_WRITTEN REQUEST_.
Print every line of the listing exactly, please.

Stored dataset items:
--- Start ---

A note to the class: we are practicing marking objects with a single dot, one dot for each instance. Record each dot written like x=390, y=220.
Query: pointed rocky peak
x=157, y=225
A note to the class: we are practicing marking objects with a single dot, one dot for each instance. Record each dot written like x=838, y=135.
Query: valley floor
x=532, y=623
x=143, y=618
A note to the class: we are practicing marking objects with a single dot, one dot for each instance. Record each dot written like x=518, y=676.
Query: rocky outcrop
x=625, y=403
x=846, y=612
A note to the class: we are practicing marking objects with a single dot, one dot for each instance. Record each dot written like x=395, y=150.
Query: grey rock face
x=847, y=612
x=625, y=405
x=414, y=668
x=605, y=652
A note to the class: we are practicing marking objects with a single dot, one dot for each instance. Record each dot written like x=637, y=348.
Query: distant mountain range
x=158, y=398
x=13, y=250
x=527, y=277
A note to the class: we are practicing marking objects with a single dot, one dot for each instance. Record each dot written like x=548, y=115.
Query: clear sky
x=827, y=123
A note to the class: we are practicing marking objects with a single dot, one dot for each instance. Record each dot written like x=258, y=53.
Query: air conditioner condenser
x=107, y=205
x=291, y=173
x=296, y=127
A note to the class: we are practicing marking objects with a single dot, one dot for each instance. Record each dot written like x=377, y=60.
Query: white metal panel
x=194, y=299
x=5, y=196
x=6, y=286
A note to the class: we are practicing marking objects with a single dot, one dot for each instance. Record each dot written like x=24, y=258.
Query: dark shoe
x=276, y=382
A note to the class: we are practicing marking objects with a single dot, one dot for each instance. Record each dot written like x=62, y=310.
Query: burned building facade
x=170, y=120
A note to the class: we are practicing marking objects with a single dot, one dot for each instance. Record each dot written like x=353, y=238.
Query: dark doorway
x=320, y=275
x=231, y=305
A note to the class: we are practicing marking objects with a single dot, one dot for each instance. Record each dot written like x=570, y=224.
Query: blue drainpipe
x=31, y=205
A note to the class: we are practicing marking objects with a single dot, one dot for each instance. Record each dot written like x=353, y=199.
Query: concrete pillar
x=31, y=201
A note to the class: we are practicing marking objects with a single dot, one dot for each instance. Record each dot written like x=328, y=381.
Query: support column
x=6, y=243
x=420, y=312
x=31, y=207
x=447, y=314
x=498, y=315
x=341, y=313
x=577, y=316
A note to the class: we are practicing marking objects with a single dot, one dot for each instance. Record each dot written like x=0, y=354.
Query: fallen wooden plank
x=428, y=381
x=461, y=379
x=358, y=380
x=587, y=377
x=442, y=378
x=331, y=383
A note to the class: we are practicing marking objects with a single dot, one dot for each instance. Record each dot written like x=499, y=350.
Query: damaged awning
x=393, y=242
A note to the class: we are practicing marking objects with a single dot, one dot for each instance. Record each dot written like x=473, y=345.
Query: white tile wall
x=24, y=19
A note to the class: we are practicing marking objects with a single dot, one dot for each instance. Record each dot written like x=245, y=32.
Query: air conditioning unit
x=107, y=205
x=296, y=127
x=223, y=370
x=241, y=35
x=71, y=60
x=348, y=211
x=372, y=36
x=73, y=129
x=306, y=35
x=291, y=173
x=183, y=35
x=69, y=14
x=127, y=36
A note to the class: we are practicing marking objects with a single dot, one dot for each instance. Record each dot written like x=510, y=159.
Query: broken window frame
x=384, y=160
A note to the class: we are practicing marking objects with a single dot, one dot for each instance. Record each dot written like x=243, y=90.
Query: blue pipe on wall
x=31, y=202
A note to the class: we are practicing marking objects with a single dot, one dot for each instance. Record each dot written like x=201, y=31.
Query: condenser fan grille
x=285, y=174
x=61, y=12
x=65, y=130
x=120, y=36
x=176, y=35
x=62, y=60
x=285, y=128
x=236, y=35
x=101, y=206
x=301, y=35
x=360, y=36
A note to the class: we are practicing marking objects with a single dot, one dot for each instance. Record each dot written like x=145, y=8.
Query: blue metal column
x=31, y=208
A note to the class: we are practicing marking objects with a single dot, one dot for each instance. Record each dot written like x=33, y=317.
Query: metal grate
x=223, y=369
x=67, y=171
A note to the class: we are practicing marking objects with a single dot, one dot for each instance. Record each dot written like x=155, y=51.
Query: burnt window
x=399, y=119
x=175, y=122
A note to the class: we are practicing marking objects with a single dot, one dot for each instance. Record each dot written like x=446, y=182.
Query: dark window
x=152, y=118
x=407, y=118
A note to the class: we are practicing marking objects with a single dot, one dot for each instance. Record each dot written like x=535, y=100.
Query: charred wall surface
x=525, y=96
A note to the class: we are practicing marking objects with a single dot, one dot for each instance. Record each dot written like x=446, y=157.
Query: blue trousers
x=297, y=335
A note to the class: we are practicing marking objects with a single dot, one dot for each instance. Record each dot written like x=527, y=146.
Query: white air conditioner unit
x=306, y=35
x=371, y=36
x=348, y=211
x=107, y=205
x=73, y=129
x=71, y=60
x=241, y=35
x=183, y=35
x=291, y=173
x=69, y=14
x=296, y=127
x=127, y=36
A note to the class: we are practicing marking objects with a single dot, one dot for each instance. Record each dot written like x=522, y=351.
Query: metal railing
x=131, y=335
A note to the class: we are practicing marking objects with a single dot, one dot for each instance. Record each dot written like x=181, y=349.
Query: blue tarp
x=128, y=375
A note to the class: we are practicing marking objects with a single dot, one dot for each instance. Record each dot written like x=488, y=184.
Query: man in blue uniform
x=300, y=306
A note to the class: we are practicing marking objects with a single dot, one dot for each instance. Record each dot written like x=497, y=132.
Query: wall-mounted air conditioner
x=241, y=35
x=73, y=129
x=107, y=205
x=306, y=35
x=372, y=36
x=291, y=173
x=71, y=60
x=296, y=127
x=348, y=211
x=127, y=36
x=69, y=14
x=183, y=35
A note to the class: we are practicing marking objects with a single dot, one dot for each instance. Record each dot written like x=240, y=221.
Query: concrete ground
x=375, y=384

--- End ---

_RIGHT ANSWER_.
A note to the class: we are practicing marking objects with a single dot, one dot for each instance. Record each dot written like x=390, y=220.
Query: pointed rocky peak
x=157, y=225
A note to the class: we are practicing marking objects with a single dot, one dot for each instance. Record each dot written like x=838, y=135.
Query: valley floor
x=532, y=623
x=143, y=618
A note to the class: we are practicing marking objects with a single dot, one dot for each instance. Record each dot written like x=518, y=676.
Query: rocky outcrop
x=625, y=403
x=846, y=612
A note to the class: we are practicing marking objects with a single dot, one dot for each instance. Record each dot written like x=395, y=150.
Query: grey rock face
x=847, y=612
x=625, y=405
x=414, y=668
x=605, y=652
A note to the class: we are practicing marking objects with a single dot, one dot for each instance. Record each dot written like x=637, y=348.
Query: distant mountain range
x=158, y=398
x=13, y=250
x=527, y=277
A note to the class: we are practicing marking objects with a single dot, one dot for each instance. Record each dot written like x=548, y=115.
Query: clear sky
x=827, y=123
A note to the class: we are practicing marking objects with a single dot, one dot for each instance. Record each dot written like x=258, y=53.
Query: air conditioner condenser
x=107, y=205
x=291, y=173
x=296, y=127
A note to the class: we are practicing marking objects with a single dot, one dot for each instance. Record each dot written like x=377, y=60.
Query: white metal panel
x=194, y=299
x=5, y=196
x=6, y=286
A note to the class: we are practicing marking objects with a single dot, one dot for each instance. Record each dot written like x=24, y=258.
Query: dark shoe
x=276, y=382
A note to the class: we are practicing marking objects with a single dot, one dot for each instance. Record each dot written like x=62, y=310.
Query: burned building facade
x=170, y=120
A note to the class: we are practicing marking objects with a single dot, one dot for each instance. Record each dot written like x=353, y=238.
Query: dark doorway
x=320, y=275
x=231, y=305
A note to the class: we are practicing marking objects with a single dot, one dot for each instance. Record each dot written like x=570, y=224.
Query: blue drainpipe
x=31, y=205
A note to the class: we are practicing marking objects with a single dot, one dot for each instance. Record each dot written like x=353, y=199.
Query: concrete pillar
x=31, y=201
A note to the class: we are practicing marking objects with a single dot, one dot for each instance. Record each dot written like x=328, y=381.
Query: support column
x=6, y=243
x=420, y=312
x=31, y=207
x=447, y=314
x=498, y=315
x=341, y=313
x=577, y=316
A note to the class: we are practicing marking objects with a single dot, one dot for each instance. Record each dot written like x=0, y=354.
Query: fallen wooden plank
x=428, y=381
x=461, y=379
x=358, y=380
x=587, y=377
x=442, y=378
x=331, y=383
A note to the class: we are practicing marking objects with a single dot, one dot for each instance. Record each dot written like x=499, y=350.
Query: damaged awning
x=393, y=242
A note to the class: we are practicing marking objects with a single dot, one dot for each instance. Record each dot written like x=473, y=345.
Query: white tile wall
x=24, y=19
A note to the class: we are practicing marking objects with a single dot, one dot for each instance. Record each dot written like x=245, y=32.
Query: air conditioning unit
x=107, y=205
x=296, y=127
x=223, y=370
x=241, y=35
x=71, y=60
x=348, y=211
x=372, y=36
x=73, y=129
x=306, y=35
x=291, y=173
x=183, y=35
x=69, y=14
x=127, y=36
A note to the class: we are practicing marking objects with a single dot, one dot for each instance. Record each dot written like x=510, y=159.
Query: broken window frame
x=384, y=160
A note to the class: we are practicing marking objects with a single dot, one dot for each instance. Record each dot written like x=243, y=90.
Query: blue pipe on wall
x=31, y=202
A note to the class: we are practicing marking objects with a single dot, one dot for each instance. Record each dot written like x=201, y=31.
Query: condenser fan grille
x=285, y=174
x=61, y=12
x=65, y=130
x=120, y=36
x=176, y=35
x=62, y=60
x=285, y=128
x=236, y=35
x=101, y=206
x=301, y=35
x=360, y=36
A note to the class: we are practicing marking objects with a single dot, one dot for each instance. Record each dot written like x=145, y=8.
Query: blue metal column
x=31, y=208
A note to the class: we are practicing marking objects with a single dot, one dot for each instance. Record each dot written like x=33, y=317.
Query: metal grate
x=223, y=369
x=67, y=171
A note to the class: we are practicing marking objects with a single dot, one dot for each instance. Record each dot written like x=155, y=51.
Query: burnt window
x=399, y=119
x=175, y=122
A note to the class: we are practicing marking objects with a single dot, one dot for each instance. Record each dot written like x=446, y=182.
Query: dark window
x=152, y=118
x=407, y=118
A note to the class: we are practicing marking objects with a single dot, one dot for each instance. Record each dot written like x=535, y=100.
Query: charred wall surface
x=525, y=96
A note to the class: we are practicing marking objects with a single dot, one dot for each instance. Record each dot written like x=446, y=157.
Query: blue trousers
x=297, y=335
A note to the class: we are practicing marking objects with a single dot, one dot for each instance. Record each dot written like x=527, y=146.
Query: white air conditioner unit
x=306, y=35
x=371, y=36
x=348, y=211
x=107, y=205
x=73, y=129
x=71, y=60
x=241, y=35
x=183, y=35
x=291, y=173
x=69, y=14
x=296, y=127
x=127, y=36
A note to the class: we are practicing marking objects with a single dot, one dot for each instance. Record each dot written like x=522, y=351.
Query: metal railing
x=131, y=335
A note to the class: we are practicing marking objects with a single dot, one dot for each instance. Record each dot written like x=181, y=349.
Query: blue tarp
x=128, y=375
A note to the class: we are practicing marking objects with a single dot, one dot for each instance. Record each dot written like x=488, y=184.
Query: man in blue uniform
x=300, y=306
A note to the class: we are practicing marking objects with a single dot, one dot for each instance. Record each dot written like x=497, y=132.
Query: wall-mounted air conditioner
x=241, y=35
x=73, y=129
x=107, y=205
x=306, y=35
x=372, y=36
x=291, y=173
x=71, y=60
x=296, y=127
x=348, y=211
x=127, y=36
x=69, y=14
x=183, y=35
A note to the class: we are practicing marking objects with a single dot, one dot for each instance. Record each dot written like x=240, y=221.
Query: concrete ground
x=375, y=384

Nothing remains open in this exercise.